> [ENTRIES SUPPLIED]
****************************************
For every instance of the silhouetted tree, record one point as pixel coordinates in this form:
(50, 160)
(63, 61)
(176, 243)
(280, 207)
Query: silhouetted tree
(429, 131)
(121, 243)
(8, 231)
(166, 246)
****************************************
> [TASK TO CARRY OUT] Could you write out every line of the records above again, requests included, raising each coordinate in the answers by 67 and leaving all other numbers as they are?

> [TASK ANSWER]
For every instance of the silhouetted tree, record one point as pixel coordinates in this form:
(50, 160)
(63, 61)
(176, 243)
(280, 207)
Query: silhouetted tree
(496, 198)
(188, 310)
(75, 298)
(233, 313)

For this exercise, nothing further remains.